WHAT TO WORK ON:
1. Write out the article on the Green brothers' lawsuit from "Now, two brothers" to "their federal lawsuit.", swapping "stinging rebuke" for "sharp criticism".
2. Extend the article on the Green brothers' lawsuit, picking up after its final sentence.

SUPPLIED TEXT:
= Beginning of Section =

Ear Hustle

Cleared Of Attempted Murder, 2 Black Brothers Sue Chicago Police Department Detectives & The City

green brothers

The Chicago Police Department’s investigation of a South Side shooting that left a teenage boy paralyzed from the waist down was nothing short of “pathetic,” a Cook County judge said.

Now, two brothers who spent 17 months in jail before Judge Joseph Claps in June cleared them of the attempted murder are suing the city and two detectives.

And the judge’s stinging rebuke of the way police handled the case against Vernell and Antwyone Green is the centerpiece of their federal lawsuit.

Vernell Green, 23, and his younger brother Antwyone, 22, were charged with the January 2013 attempted murder of Jryce Starling, 17, based entirely on Starling’s flawed hospital identification of them as the gunmen who shot him in the 8500 block of South Hoyne, the suit alleges.

Detectives James Scannell and Lorenzo Sandoval took a week before talking to Starling at Christ Hospital. And when they did, they showed him only two photos — mugshots of the Green brothers.

= End of Section =

SUPPLIED INFORMATION:
= Beginning of Section =

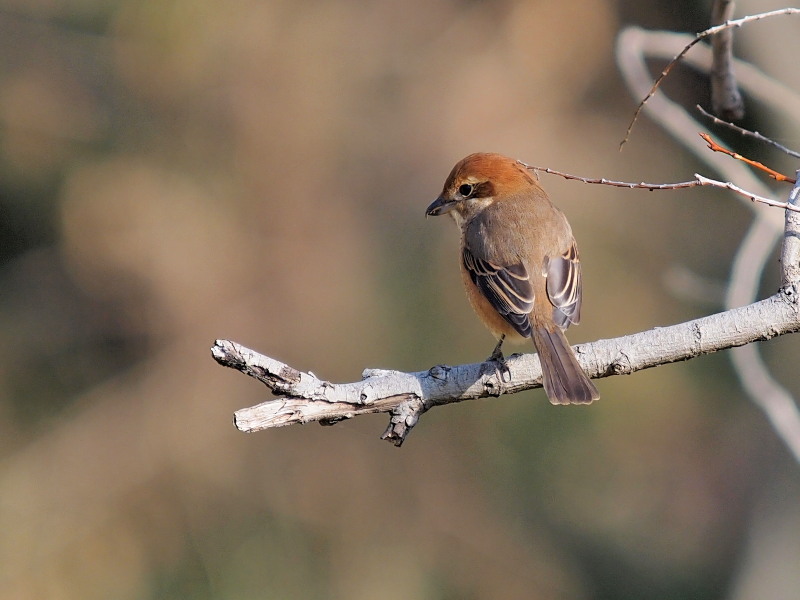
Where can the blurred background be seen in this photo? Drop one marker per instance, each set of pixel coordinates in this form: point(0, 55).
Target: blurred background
point(176, 171)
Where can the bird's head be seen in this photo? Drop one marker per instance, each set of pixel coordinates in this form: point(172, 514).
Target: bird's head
point(476, 182)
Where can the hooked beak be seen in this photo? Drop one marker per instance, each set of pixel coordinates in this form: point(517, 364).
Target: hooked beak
point(439, 206)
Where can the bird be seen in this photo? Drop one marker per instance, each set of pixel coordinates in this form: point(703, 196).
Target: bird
point(519, 265)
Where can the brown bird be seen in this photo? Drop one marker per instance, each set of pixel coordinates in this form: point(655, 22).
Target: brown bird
point(519, 264)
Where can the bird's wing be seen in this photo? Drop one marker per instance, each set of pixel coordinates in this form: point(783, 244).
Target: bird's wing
point(507, 288)
point(564, 286)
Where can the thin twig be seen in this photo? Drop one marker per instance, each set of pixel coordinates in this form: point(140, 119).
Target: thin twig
point(790, 250)
point(712, 145)
point(746, 132)
point(700, 36)
point(699, 180)
point(625, 184)
point(749, 195)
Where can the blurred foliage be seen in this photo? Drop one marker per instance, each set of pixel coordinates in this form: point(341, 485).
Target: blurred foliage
point(175, 172)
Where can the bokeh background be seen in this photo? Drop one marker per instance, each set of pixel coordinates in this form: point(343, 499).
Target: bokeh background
point(176, 171)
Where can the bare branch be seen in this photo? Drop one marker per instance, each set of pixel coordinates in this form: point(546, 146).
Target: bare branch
point(700, 36)
point(624, 184)
point(698, 181)
point(749, 195)
point(713, 146)
point(725, 96)
point(790, 251)
point(747, 132)
point(406, 396)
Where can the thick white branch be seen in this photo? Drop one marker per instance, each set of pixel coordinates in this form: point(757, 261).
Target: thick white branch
point(406, 396)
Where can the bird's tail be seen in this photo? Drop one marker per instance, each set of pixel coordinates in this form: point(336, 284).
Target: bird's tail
point(562, 377)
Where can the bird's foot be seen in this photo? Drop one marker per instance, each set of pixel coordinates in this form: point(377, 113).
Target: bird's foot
point(501, 368)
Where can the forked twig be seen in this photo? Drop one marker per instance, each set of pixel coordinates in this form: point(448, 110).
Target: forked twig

= End of Section =

ANSWER LIST:
1.
Now, two brothers who spent 17 months in jail before Judge Joseph Claps in June cleared them of the attempted murder are suing the city and two detectives.

And the judge’s sharp criticism of the way police handled the case against Vernell and Antwyone Green is the centerpiece of their federal lawsuit.

2.
“The investigation in this case, pretty much, can only be described as pathetic,” Claps said as he cleared both men at the end of a bench trial on June 16.

“Given the nature of this violent act, you would think the police department would have some motivation to spend the time and effort to investigate the matter,” he said. “Apparently they chose not to.”

Claps — a former criminal prosecutor for the Illinois Attorney General — added, “unexplained by the evidence in this case is how detectives show up at the hospital seven days after . . . Mr. Starling’s been shot with photographs of the two defendants, the only photographs they have.”

Starling knew the Green brothers from Foster Park elementary school and was conscious and talking after the attack, but he did not identify the Greens as the shooters to relatives, paramedics or anyone else until the police showed him their photos in a “prejudicial identification procedure,” the suit states.

A trial transcript shows he testified at the Green brothers’ trial that the detectives “showed me the picture first,” before asking him who shot him.

An eyewitness to the shooting did not pick either Green out of lineups, nor was there any motive or other evidence linking the brothers to the scene.

And Claps also was irked that prosecutors failed to present medical evidence that Starling was paralyzed and failed to call witnesses to support Starling’s claim that he saw the Green brothers often in the neighborhood. “It is not rocket science!” he twice told prosecutors.

While Vernell Green has a previous conviction for attempted armed robbery, his younger brother has no criminal history, court records show.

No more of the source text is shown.